◆ **PASSAGE TO READ**:
+ + +
He blamed the media for ginning up his fight with the intelligence community, though Trump had, a week earlier, compared agents’ tactics to those of the Nazis while accusing them of leaking an unsubstantiated report about him.
“There is nobody that feels stronger about the intelligence community and the CIA than Donald Trump,” he assured a crowd of about 400 employees at the CIA’s Langley, Va., headquarters in suburban Washington.
The free-form speech at such a location and occasion underscored that though Trump has taken the oath of office, he will not restrain his style to meet traditional expectations for presidential behavior.
His habit of bragging and lashing out at enemies helped Trump build loyal support in his election run, but may also have contributed to his record-low approval ratings for an incoming president.
But Trump was consistently applauded by rank-and-file CIA employees. Senior staffers sitting near the front became more subdued as the president began to veer from topic to topic and charge that the media underestimated the crowd size at his swearing-in.
“Maybe sometimes you haven’t gotten the backing that you’ve wanted,” he said at another point. “You’re going to get so much backing. Maybe you are going to say, ‘Please, don’t give us so much backing.’”
The CIA speech came on a day that started with Trump and his family attending a traditional ecumenical prayer service at the National Cathedral. He refrained from taking on millions of people attending women’s marches around the world during their protests Saturday, suppressing his tendency to retaliate against those he perceives as challenging his authority.
But Trump’s team has been obsessing over its own crowd sizes. Pictures of large crowds were placed in the White House briefing room as Press Secretary Sean Spicer chastised the media for what he labeled irresponsible, reckless and false reporting about the inauguration that he said sowed division. He pointed out that no official crowd estimates were given, yet insisted, improbably, that it was the largest audience to ever witness an inauguration.
Overhead photos and subway ridership statistics showed smaller crowds than in recent inaugurations, especially compared with former President Obama’s 2009 swearing-in as the nation’s first African American president.
Spicer did not take questions but issued a strong warning to the media that the new administration would be holding it accountable.
While Trump kept a handful of events on his public schedule, aides continued setting up the White House. Among the crucial housekeeping items: The Justice Department published an opinion stating that Trump’s son-in-law, Jared Kushner, could work as a top White House advisor, notwithstanding a 1967 anti-nepotism law. The 14-page opinion, written by Daniel Koffsky, a career attorney in the Office of Legal Counsel with decades of experience, concluded that the law grants the president broad hiring authority.
+ + +
◆ **STORED DATA**:
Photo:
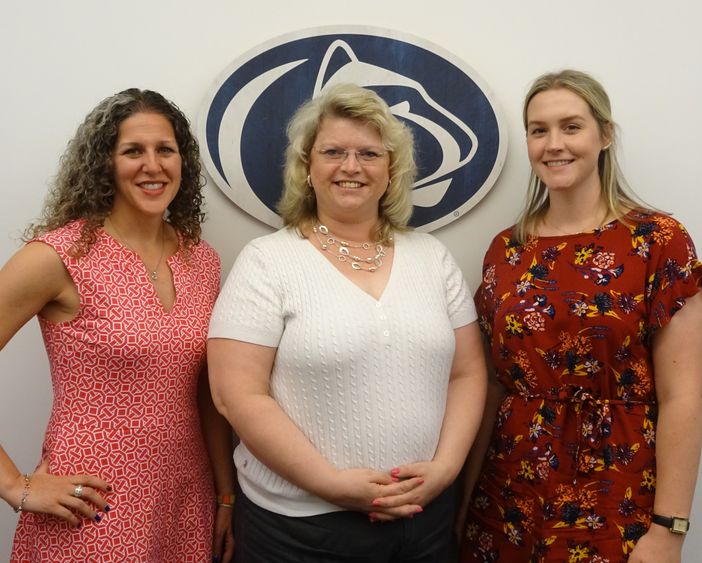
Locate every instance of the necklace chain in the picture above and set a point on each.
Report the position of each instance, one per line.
+ + +
◆ **INSTRUCTIONS FOR THE TASK**: Reproduce everything in the article about Trump's CIA speech, from "He blamed the" down to "report about him.".

◆ **FINAL ANSWER**:
He blamed the media for ginning up his fight with the intelligence community, though Trump had, a week earlier, compared agents’ tactics to those of the Nazis while accusing them of leaking an unsubstantiated report about him.